• _WORK REQUIRED_
Each line below should be quoted exactly, please.

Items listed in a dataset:
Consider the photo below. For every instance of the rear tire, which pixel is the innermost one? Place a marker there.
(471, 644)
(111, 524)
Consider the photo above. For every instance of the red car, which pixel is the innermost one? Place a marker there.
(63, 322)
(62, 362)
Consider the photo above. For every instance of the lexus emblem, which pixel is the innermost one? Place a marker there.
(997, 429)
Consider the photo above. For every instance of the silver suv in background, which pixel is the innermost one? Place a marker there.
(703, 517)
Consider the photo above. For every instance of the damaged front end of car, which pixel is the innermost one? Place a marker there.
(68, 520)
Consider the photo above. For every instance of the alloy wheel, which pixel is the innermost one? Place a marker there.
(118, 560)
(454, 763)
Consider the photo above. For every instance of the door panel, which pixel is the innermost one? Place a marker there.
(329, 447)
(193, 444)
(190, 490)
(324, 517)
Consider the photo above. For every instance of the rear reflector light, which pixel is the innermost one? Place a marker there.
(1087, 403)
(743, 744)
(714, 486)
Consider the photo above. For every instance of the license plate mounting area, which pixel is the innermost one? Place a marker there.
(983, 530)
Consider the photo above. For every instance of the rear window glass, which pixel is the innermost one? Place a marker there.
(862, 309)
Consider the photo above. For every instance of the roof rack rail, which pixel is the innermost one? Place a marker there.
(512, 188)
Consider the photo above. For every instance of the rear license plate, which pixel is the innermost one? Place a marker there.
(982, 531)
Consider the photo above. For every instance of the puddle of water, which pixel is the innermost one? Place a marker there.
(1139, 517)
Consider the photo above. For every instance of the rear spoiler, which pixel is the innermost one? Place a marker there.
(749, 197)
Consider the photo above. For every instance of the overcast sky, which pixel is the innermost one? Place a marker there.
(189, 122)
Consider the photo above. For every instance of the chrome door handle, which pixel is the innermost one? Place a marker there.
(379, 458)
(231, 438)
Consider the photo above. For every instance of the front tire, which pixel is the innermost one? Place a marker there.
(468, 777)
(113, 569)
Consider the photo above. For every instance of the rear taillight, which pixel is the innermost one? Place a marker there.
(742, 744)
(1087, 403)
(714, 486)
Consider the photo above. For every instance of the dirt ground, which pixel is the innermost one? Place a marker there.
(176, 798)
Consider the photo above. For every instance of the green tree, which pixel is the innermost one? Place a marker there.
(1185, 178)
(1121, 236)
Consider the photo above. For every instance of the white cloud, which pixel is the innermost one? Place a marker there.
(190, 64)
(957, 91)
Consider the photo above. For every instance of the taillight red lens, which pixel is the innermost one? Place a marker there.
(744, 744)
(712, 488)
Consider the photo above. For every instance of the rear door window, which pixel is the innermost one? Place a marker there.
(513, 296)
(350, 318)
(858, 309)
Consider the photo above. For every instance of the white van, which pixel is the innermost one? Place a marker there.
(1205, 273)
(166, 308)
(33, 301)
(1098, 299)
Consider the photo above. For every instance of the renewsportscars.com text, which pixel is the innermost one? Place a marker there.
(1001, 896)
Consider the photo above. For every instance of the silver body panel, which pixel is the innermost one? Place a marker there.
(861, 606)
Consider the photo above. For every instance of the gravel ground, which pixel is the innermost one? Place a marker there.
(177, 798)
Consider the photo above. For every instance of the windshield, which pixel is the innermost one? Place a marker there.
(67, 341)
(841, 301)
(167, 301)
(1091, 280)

• _TASK RESULT_
Consider the photo below. For every instance of the rear tire, which pixel is the innermost one? Place a marker there.
(471, 644)
(111, 524)
Consider the photo above. For every instance of the red car, which pixel is the innermost one? Place a marker there.
(63, 322)
(62, 362)
Consider the photo above. For every instance of the lexus emblem, which pixel is the innermost one? Place a marker there.
(997, 429)
Consider the photo above. For every instance of the silver suv in background, which pixel is the innermost one? Place a marker there.
(703, 517)
Consider the photo above. For every instance of the damaged front end of car, which pixel is the innermost one? Place a marker there.
(68, 520)
Consider the photo above. For every instance of the alloy wheel, which pixel is the innermost one? Place a marker there.
(118, 560)
(454, 763)
Consider the photo above. For every instance of the door panel, which pixel is the innermost one? Place a marker there.
(329, 447)
(193, 444)
(190, 490)
(324, 517)
Consider the photo above. For every instance of the rear reflector light, which pixel is the innermost one? Place a marker there.
(1087, 403)
(743, 744)
(714, 486)
Consider the photo above. For every instance of the license plate mounting area, which pixel is the innermost one? Place a marker there.
(983, 530)
Consider the photo above. For every instance of the rear window glass, which pixel is the innermost one? Place a marker there.
(862, 309)
Consider the photo above. For every instance of the roof rack rail, which pixel is the innermost one? Place a marker there.
(512, 188)
Consider the photo above. For every instance of the rear license plate, which pixel is the innermost one? Place a marker there.
(982, 531)
Consider the photo above. For every instance of the puddle of water, which pixel is the innermost one? Place a marker there.
(1139, 517)
Consider the photo above. For every instance of the rear spoiler, which pixel is the innermost one? Place a marker there.
(749, 197)
Consider the photo above. For every instance of the overcast sky, which pixel is the innermost one? Place a marker there.
(189, 122)
Consider the photo above. For every instance of the chrome door handle, which pixel is the innermost one? Place a marker there.
(379, 458)
(231, 438)
Consider the photo above. For every instance of the front tire, which pixel is the innermost one? Place a marker there.
(468, 777)
(113, 569)
Consider the photo above. For every instance of the rear taillight, which pixel is the innermost one? Place a marker there.
(742, 744)
(1087, 403)
(714, 486)
Consider the photo above. For every instance of the dirt ground, which pixel is the innermost one? Place a marker there.
(176, 798)
Consider the photo above. For every instance of the green tree, which pixel is the innermost one? Place a marker there.
(1185, 178)
(1121, 236)
Consider the photo above. For every instance of the white cloud, which pixel is the innermost one? Place a marker there.
(190, 64)
(957, 91)
Consider the photo above. For every instance of the taillight red lens, which pixel is the innermost one? Place a marker there.
(744, 744)
(712, 488)
Consider the photo above. For every instance of the rear door window, which pixel is the innermost one? Place a marker there.
(513, 296)
(350, 318)
(858, 309)
Consider the photo above. For every instance of the white van, which pixel is the innermost one? Place a marker there.
(1205, 273)
(166, 308)
(33, 301)
(1098, 299)
Consider the photo above. For every instance of the renewsportscars.com text, which pixel is the innermost one? Place a marker there.
(1001, 896)
Consider the photo above. For every instance of the silver body panel, which pixel is the innermost one? Place a marker there.
(861, 606)
Consider the photo above. For every instance of the gravel ground, which pixel is the innermost one? Place a marker there.
(177, 798)
Consider the photo above. For every instance of the windshield, which pixel is the innermost one? Place a marker there.
(67, 341)
(841, 301)
(167, 301)
(1091, 280)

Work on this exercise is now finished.